PROBLEMS TO WORK ON:
1 – According to the guide, which class should you subclass when a step processes each item without global state?
2 – Reproduce word for word the part of the guide starting with "Performance Notes" and going on through "API Surface (__init__.py)".
3 – Say whether each statement agrees with the guide, answering yes or no and quoting the words that decide it: (a) Under the Ignore policy, successful results keep flowing. (b) The library is best suited to CPU-bound workloads. (c) Unordered modes raise memory use.

Top of SELECTED PASSAGE

For exact semantics, see src/relais/steps/*.py and the tests in tests/steps/.

Extension Guide: Adding a New Step

  1. Choose processor type
  • If processing is per-item without global state, subclass StatelessStreamProcessor and implement _process_item(item).
  • If you need all input to compute outputs (e.g., global aggregation), subclass StatefulStreamProcessor and implement _process_items(items).
  1. Implement the Step
  • Create class MyStep(Step[T, U]) with _build_processor(self, input_stream, output_stream) returning your processor.
  • Prefer pure functions, no shared global state.
  1. Handle indices and outputs
  • Preserve Index when emitting single outputs. For multi-outputs per input (flat-map patterns), use item.index.with_sub_index(k) to create deterministic order when collecting.
  1. Respect cancellation and backpressure
  • Wrap item work with async with output_stream.cancellation_scope(): (already done by StatelessStreamProcessor._safe_process_item).
  • Avoid blocking calls; await I/O; bound concurrency with BlockingTaskLimiter if you spawn tasks yourself.
  1. Surface errors correctly
  • Raise exceptions; the processor wrappers convert them to PipelineError and route via StreamErrorEvent according to policy.
  • For known error contexts, populate PipelineError(step_name=self.__class__.__name__, item_index=item.index).
  1. Tests
  • Mirror examples in tests/ and verify: success path, error policy behavior, cancellation, performance characteristics for large inputs.

Error Policies in Practice

  • Fail fast (default): first failure cancels the chain; collect()/stream() raises PipelineError.
  • Ignore: errors are dropped; successful results continue to flow.
  • Collect: errors are yielded/returned interleaved with successful results; callers separate data from errors.

Performance Notes

  • Best for I/O-bound workloads with 10²–10⁵ items.
  • Memory is bounded by stream queue sizes and any state accumulated by stateful steps.
  • Unordered modes (Take, Skip) enable early termination and lower memory use.

Public API Surface (__init__.py)

Top-level imports for end users:

  • Pipeline, ErrorPolicy, PipelineError
  • Steps: Map, Filter, FlatMap, Reduce, Batch, GroupBy, Distinct, Sort, Take, Skip, AsyncIteratorStep

Cross-References

  • Examples (examples/): end-to-end usage, streaming patterns, LLM evaluation.

Bottom of SELECTED PASSAGE
Top of DATA LISTING

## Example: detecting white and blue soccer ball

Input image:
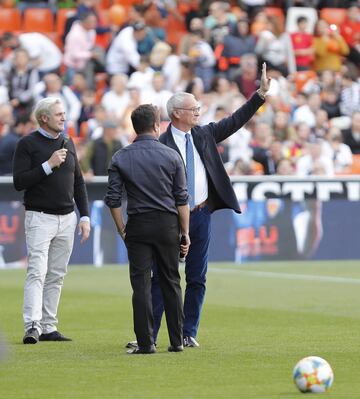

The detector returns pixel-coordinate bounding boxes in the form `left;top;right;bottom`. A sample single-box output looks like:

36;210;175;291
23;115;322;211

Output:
293;356;334;393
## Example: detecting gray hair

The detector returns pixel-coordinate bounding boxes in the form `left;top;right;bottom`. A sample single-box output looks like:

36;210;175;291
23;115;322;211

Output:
34;97;63;124
166;91;194;119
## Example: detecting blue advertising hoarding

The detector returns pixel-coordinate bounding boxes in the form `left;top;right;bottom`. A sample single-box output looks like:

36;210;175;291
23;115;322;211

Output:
0;176;360;268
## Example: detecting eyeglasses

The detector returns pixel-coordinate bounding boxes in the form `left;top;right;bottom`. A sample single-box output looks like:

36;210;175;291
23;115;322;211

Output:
176;107;201;114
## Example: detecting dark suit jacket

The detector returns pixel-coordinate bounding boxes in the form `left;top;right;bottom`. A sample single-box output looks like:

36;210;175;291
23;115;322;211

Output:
159;93;264;213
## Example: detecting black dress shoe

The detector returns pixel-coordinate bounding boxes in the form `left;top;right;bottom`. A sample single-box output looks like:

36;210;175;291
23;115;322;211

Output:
168;345;184;352
126;345;156;355
125;341;157;349
39;331;72;341
125;341;138;349
23;328;39;344
184;337;200;348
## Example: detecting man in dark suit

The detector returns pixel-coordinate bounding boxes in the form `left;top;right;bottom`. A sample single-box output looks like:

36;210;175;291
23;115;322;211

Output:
105;104;190;354
127;63;270;347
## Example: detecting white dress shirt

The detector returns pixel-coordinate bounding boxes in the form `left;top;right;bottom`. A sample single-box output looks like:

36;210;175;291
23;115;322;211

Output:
171;125;208;206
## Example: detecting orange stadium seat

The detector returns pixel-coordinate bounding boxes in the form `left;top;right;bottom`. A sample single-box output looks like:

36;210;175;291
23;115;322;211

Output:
99;0;111;8
320;8;346;25
0;8;21;32
55;8;76;49
165;14;186;46
295;70;317;93
56;8;76;37
351;154;360;175
22;8;55;33
264;7;285;31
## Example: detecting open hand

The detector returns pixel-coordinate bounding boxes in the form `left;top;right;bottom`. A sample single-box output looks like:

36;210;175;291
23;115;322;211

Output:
260;62;271;95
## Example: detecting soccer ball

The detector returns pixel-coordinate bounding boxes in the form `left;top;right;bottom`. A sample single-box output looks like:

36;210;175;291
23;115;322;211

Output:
293;356;334;393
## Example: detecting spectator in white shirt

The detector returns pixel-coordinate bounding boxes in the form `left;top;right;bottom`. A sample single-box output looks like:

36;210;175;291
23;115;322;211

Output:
106;22;146;75
340;72;360;116
35;73;81;126
141;72;173;121
324;126;352;173
101;73;130;119
64;11;104;89
296;139;334;177
2;32;62;77
293;93;321;128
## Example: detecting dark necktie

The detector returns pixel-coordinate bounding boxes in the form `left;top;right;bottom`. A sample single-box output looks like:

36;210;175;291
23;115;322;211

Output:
185;133;195;210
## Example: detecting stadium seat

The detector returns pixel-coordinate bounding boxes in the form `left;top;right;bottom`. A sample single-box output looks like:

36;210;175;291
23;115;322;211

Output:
55;8;76;49
320;8;346;25
22;8;55;33
0;8;21;32
295;70;317;93
351;154;360;175
165;14;186;46
264;7;285;31
56;8;76;37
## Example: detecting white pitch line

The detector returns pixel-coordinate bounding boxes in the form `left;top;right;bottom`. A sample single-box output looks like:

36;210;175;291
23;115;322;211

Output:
208;267;360;284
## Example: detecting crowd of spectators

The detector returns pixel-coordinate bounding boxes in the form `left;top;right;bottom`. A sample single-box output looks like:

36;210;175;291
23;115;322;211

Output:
0;0;360;178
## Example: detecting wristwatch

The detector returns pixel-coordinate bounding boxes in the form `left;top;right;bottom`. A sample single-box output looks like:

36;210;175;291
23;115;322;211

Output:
256;89;265;100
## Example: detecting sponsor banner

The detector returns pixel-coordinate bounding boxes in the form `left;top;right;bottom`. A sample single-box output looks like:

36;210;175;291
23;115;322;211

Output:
0;176;360;268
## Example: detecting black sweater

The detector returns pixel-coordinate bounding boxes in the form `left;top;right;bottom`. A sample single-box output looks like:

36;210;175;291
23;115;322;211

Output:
13;131;89;216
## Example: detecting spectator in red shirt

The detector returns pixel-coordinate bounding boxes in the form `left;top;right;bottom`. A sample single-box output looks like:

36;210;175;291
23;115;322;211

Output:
290;16;314;71
340;3;360;66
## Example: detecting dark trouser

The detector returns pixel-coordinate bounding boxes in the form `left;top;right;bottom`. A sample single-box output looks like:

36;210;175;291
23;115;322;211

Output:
152;206;211;341
125;211;184;347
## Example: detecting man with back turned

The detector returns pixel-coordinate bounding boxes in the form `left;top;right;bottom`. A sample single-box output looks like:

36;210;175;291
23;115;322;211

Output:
104;104;190;354
13;97;90;344
145;63;270;348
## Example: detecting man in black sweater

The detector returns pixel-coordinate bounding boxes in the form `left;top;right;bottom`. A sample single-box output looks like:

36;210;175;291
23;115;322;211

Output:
13;97;90;344
105;104;190;354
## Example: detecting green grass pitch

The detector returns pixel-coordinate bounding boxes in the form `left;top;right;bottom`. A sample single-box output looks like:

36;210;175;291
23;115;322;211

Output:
0;261;360;399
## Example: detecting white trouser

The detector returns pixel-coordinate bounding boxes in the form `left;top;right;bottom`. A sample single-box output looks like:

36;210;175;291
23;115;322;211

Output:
23;211;77;334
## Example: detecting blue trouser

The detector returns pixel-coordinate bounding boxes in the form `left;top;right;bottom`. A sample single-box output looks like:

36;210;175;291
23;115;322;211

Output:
151;206;211;342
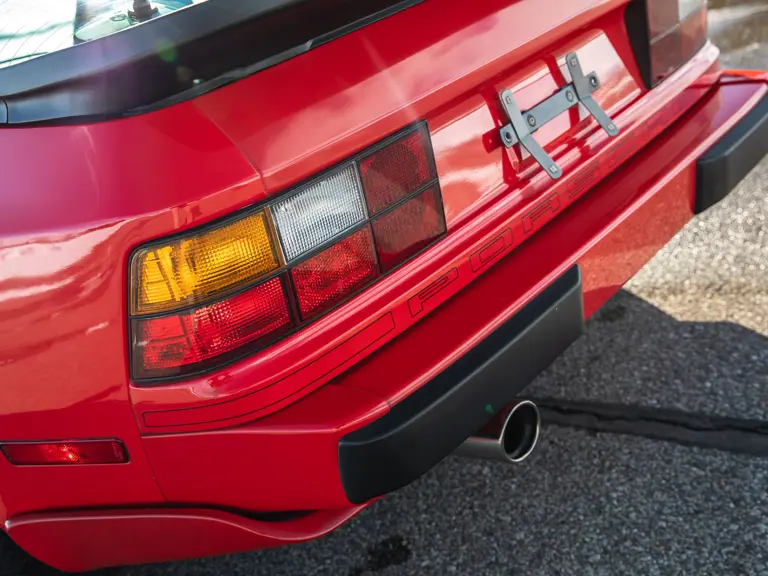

Bottom of DATA LISTING

LIST OF SOLUTIONS:
1 – StatelessStreamProcessor, implementing _process_item(item).

2 –
Performance Notes

  • Best for I/O-bound workloads with 10²–10⁵ items.
  • Memory is bounded by stream queue sizes and any state accumulated by stateful steps.
  • Unordered modes (Take, Skip) enable early termination and lower memory use.

Public API Surface (__init__.py)

3 –
(a) Yes: "Ignore: errors are dropped; successful results continue to flow."
(b) No: "Best for I/O-bound workloads with 10²–10⁵ items."
(c) No: "Unordered modes (Take, Skip) enable early termination and lower memory use."